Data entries
* START *

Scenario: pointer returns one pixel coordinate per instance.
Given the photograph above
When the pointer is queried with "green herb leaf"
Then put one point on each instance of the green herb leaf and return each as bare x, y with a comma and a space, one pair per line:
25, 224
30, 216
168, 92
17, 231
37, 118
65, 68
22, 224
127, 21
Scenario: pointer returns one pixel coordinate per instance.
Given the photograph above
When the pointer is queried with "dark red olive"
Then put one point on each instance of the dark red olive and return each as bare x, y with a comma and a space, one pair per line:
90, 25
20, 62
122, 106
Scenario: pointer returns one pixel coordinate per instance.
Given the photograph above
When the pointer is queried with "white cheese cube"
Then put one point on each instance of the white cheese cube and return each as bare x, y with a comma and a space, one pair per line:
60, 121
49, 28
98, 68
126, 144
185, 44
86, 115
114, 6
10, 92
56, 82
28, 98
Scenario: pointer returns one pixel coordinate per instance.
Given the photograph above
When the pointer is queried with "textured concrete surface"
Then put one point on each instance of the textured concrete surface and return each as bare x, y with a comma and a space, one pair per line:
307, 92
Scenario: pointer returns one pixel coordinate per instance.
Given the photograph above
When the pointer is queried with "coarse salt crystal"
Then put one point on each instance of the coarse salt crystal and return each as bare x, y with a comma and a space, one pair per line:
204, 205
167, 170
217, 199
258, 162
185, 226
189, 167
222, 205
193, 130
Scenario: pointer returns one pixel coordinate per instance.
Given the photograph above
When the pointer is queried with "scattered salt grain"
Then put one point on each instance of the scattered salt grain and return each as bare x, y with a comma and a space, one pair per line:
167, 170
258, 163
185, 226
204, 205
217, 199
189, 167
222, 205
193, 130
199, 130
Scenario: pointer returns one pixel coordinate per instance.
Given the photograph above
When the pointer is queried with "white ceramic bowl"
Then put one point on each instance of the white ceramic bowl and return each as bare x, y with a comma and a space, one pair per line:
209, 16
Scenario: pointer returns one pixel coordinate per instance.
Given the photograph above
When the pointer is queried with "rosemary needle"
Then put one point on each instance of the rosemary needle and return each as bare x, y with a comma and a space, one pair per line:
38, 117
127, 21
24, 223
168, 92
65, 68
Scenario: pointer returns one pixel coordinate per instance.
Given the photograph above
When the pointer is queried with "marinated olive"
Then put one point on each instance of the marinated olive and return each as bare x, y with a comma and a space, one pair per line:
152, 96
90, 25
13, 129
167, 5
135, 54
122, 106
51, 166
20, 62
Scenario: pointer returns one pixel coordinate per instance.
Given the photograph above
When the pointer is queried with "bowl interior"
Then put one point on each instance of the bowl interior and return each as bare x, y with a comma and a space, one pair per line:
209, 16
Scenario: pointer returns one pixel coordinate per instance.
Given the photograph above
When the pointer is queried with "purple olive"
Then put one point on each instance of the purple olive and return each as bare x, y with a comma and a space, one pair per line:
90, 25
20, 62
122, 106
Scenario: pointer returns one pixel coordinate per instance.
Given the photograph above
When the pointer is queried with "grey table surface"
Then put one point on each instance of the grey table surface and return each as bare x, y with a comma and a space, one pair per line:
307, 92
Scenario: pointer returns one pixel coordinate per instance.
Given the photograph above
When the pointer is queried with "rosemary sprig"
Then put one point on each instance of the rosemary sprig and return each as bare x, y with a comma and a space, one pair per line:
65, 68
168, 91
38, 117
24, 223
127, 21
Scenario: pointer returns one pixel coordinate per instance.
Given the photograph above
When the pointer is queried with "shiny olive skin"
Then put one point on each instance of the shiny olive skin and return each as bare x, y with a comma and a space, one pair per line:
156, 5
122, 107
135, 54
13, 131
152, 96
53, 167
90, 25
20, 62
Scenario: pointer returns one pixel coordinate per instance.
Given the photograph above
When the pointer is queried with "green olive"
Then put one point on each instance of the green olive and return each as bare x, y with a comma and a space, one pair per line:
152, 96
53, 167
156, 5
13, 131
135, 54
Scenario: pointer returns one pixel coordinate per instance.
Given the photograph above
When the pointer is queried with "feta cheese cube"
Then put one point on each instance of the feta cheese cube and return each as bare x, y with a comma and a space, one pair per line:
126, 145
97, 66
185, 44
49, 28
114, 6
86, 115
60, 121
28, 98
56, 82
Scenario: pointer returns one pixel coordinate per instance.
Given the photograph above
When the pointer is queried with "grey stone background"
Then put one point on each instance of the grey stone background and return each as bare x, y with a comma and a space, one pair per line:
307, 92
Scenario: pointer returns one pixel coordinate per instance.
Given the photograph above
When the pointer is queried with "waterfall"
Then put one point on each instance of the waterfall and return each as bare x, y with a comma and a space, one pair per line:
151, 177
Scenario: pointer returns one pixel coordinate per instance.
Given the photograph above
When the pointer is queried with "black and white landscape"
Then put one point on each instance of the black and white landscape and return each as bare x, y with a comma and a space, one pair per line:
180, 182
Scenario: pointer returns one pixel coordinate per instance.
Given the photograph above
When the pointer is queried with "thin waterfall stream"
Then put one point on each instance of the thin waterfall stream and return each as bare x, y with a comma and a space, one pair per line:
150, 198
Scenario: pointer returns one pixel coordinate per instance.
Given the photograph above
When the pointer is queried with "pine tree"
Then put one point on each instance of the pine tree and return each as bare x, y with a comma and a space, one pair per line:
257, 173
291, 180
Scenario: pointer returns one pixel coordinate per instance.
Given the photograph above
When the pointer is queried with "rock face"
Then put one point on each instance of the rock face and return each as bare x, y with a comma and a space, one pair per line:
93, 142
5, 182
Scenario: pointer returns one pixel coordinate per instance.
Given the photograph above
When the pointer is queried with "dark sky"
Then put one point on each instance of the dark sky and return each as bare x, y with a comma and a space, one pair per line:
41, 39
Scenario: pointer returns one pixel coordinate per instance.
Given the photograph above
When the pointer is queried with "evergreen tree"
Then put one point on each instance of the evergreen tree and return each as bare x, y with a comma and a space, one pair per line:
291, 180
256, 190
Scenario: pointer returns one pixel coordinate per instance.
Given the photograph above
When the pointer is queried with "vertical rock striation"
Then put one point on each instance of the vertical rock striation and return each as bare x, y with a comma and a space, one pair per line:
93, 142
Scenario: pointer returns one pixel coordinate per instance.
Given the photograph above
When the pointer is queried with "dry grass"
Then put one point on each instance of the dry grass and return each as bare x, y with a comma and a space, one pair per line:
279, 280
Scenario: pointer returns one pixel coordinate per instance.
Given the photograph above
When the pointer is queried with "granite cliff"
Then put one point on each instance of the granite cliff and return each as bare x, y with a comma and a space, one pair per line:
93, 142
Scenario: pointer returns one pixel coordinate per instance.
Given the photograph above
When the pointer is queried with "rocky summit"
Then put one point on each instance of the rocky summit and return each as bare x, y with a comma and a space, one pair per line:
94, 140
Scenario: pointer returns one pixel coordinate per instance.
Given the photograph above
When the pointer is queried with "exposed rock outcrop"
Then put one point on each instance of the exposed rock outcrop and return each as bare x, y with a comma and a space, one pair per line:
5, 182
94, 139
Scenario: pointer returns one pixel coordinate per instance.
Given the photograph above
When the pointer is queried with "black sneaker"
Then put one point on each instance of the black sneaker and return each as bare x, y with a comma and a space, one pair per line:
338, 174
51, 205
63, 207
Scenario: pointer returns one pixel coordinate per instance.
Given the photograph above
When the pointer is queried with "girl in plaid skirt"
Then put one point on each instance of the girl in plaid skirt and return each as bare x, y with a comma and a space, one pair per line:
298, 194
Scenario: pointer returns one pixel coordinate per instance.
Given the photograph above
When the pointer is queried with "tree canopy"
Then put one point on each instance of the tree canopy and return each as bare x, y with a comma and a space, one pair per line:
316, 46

* END *

TASK PROMPT:
Copy out the whole listing, exactly as written.

SOLUTION FOR THIS TASK:
Scenario: pointer returns one pixel coordinate per instance.
Given the photograph above
When the pointer is queried with "green herb leaf"
Then put one point on each instance of the green herb leaf and return each as bare x, y with a comma and a space, one pair per line:
25, 224
30, 216
168, 92
17, 231
37, 118
65, 68
22, 224
127, 21
Scenario: pointer returns one pixel coordinate per instance.
Given the photograph above
When the pointer is queried with "dark red olive"
Then put one point on each instance of the dark red olive and return each as bare x, y with a comma and a space, one pair per line:
90, 25
20, 62
122, 106
Scenario: pointer returns one pixel coordinate per instance.
Given the photograph above
When the pointer is queried with "white cheese cube"
Then put one point on each instance of the white cheese cube and return each as bare x, y with a comma and a space, one pair per line:
60, 121
49, 28
98, 68
126, 144
185, 44
86, 115
114, 6
10, 92
56, 82
28, 98
Scenario: pointer returns one pixel coordinate per instance.
Given the photograph above
When the pointer is queried with "textured concrete surface"
Then put one point on each instance of the textured concrete surface and return each as bare x, y with a comma and a space, one pair per line:
307, 92
Scenario: pointer returns one pixel coordinate per instance.
Given the photograph above
When the pointer is queried with "coarse salt crystal"
Then put one point on each instance of the coarse salt crystal and return each as bare x, y with a comma and a space, one pair per line:
204, 205
167, 170
217, 199
258, 162
185, 226
189, 167
222, 205
193, 130
Scenario: pointer returns one pixel coordinate per instance.
Given the photograph above
When the pointer is queried with "scattered salt grain"
Then put one point on each instance of the scattered salt grain and return each as bare x, y with a comma and a space, one pair per line:
167, 170
258, 163
185, 226
204, 205
217, 199
189, 167
222, 205
193, 130
199, 130
Scenario: pointer returns one pixel coordinate per instance.
Given the photograph above
When the pointer is queried with "white ceramic bowl"
Then put one point on each instance of the white ceramic bowl and return each as bare x, y with a comma and a space, one pair per line:
209, 16
Scenario: pointer returns one pixel coordinate per instance.
Given the photograph above
When the pointer is queried with "rosemary needle"
Then put one point on each instance of the rosemary needle and return each as bare x, y with a comma and a space, one pair per line:
38, 117
127, 21
24, 223
168, 92
65, 68
Scenario: pointer returns one pixel coordinate per instance.
Given the photograph above
When the pointer is queried with "marinated olive"
Then put one point on each instance of the marinated olive and return each as bare x, y with a comma and a space, one pair per line:
152, 96
90, 25
13, 129
167, 5
135, 54
122, 106
51, 166
20, 62
Scenario: pointer returns one pixel coordinate per instance.
Given the photograph above
When the pointer is queried with "bowl interior"
Then put one point on each instance of the bowl interior and return each as bare x, y with a comma and a space, one pair per line:
209, 16
Scenario: pointer returns one pixel coordinate per instance.
Given the photograph above
When the pointer is queried with "purple olive"
Then put one point on each instance of the purple olive and return each as bare x, y with a comma and a space, one pair per line:
90, 25
20, 62
122, 106
Scenario: pointer returns one pixel coordinate per instance.
Given the photograph above
When the pointer is queried with "grey table surface"
Then put one point on each instance of the grey table surface and return each as bare x, y with a comma and a space, one pair per line:
307, 92
Scenario: pointer returns one pixel coordinate per instance.
Given the photograph above
When the pointer is queried with "rosemary sprig"
Then put one point on each instance of the rosemary sprig and return each as bare x, y with a comma and a space, one pair per line:
65, 68
168, 91
38, 117
24, 223
127, 21
Scenario: pointer returns one pixel coordinate per instance.
Given the photograph above
When the pointer is queried with "shiny olive skin"
Then put one point on each instance of the shiny olive skin and return each as bare x, y with a comma and a space, one pair per line:
156, 5
122, 107
135, 54
13, 131
152, 96
53, 167
90, 25
20, 62
Scenario: pointer returns one pixel coordinate per instance.
Given the photograph above
When the pointer is queried with "green olive"
Then put one point on each instance of the green olive and return each as bare x, y with a comma and a space, one pair per line:
152, 96
53, 167
156, 5
13, 131
135, 54
Scenario: pointer returns one pixel coordinate per instance.
Given the photograph above
When the pointer is queried with "feta cheese cube"
Then put one point on each instance of the feta cheese cube and return each as bare x, y with a comma and a space, one pair per line:
126, 145
97, 66
185, 44
49, 28
114, 6
86, 115
60, 121
28, 98
56, 82
Scenario: pointer returns one pixel coordinate per instance.
Given the photograph above
When the pointer is queried with "grey stone background"
Then put one point on each instance of the grey stone background and return each as bare x, y with a comma and a space, one pair per line:
307, 92
Scenario: pointer returns one pixel coordinate per instance.
Given the photograph above
When the pointer is queried with "waterfall"
Then put one point on each instance of the waterfall and return each as bare x, y with a comma and a space, one pair per line:
151, 177
Scenario: pointer returns one pixel coordinate per instance.
Given the photograph above
When the pointer is queried with "black and white landscape"
Then put one point on each instance of the black and white landscape and return each as bare x, y with a comma and a space, one pair per line:
180, 182
Scenario: pointer returns one pixel coordinate per instance.
Given the photograph above
When the pointer is queried with "thin waterfall stream"
Then put one point on each instance of the thin waterfall stream and return each as bare x, y with a comma and a space, one pair per line:
150, 198
Scenario: pointer returns one pixel coordinate per instance.
Given the photograph above
When the pointer is queried with "pine tree"
Then put one point on each instance of the pine tree and return each as bare x, y with a comma and a space, one pair per line:
257, 173
291, 180
Scenario: pointer returns one pixel coordinate per instance.
Given the photograph above
When the pointer is queried with "rock face"
Then put one point on each instance of the rock face and return each as bare x, y with a comma and a space, one pair per line:
93, 142
5, 182
Scenario: pointer returns one pixel coordinate per instance.
Given the photograph above
When the pointer is queried with "dark sky"
Then put one point on each instance of the dark sky and return each as bare x, y with a comma and a space, one pair per line:
41, 39
Scenario: pointer returns one pixel coordinate per instance.
Given the photograph above
When the pointer is queried with "evergreen tree"
Then put one point on each instance of the evergreen tree and return each as bare x, y with a comma and a space, one pair per line:
291, 180
256, 190
Scenario: pointer returns one pixel coordinate per instance.
Given the photograph above
When the pointer is queried with "vertical rock striation"
Then put one point on each instance of the vertical rock striation and return each as bare x, y with a comma and a space, one pair per line:
93, 142
Scenario: pointer returns one pixel coordinate per instance.
Given the photograph above
When the pointer is queried with "dry grass"
Then put one point on each instance of the dry grass and return each as bare x, y with a comma and a space, one pair per line:
279, 280
Scenario: pointer returns one pixel coordinate per instance.
Given the photograph above
When the pointer is queried with "granite cliff"
Then put one point on each instance of the granite cliff and return each as bare x, y with a comma and a space, one pair per line:
93, 142
Scenario: pointer returns one pixel coordinate per instance.
Given the photograph above
When the pointer is queried with "rocky summit"
Then put one point on each instance of the rocky summit and return each as bare x, y with a comma and a space, one pair per line:
94, 140
Scenario: pointer returns one pixel coordinate per instance.
Given the photograph above
When the pointer is queried with "exposed rock outcrop"
Then put one point on each instance of the exposed rock outcrop and return each as bare x, y with a comma and a space, one pair per line:
5, 182
94, 139
Scenario: pointer returns one pixel coordinate per instance.
Given the photograph above
When the pointer is queried with "black sneaker"
Then put one point on each instance of the black sneaker and return each as bare x, y with a comma and a space, one pair per line:
338, 174
51, 205
63, 207
Scenario: pointer returns one pixel coordinate per instance.
Given the photograph above
When the pointer is queried with "girl in plaid skirt"
Then put one point on each instance of the girl in plaid skirt and return each as bare x, y with a comma and a space, one pair per line:
298, 194
Scenario: pointer returns one pixel coordinate per instance.
Given the photograph above
When the pointer is queried with "tree canopy"
Then put one point on each instance of the tree canopy and return each as bare x, y with a comma and a space, one pair per line:
316, 46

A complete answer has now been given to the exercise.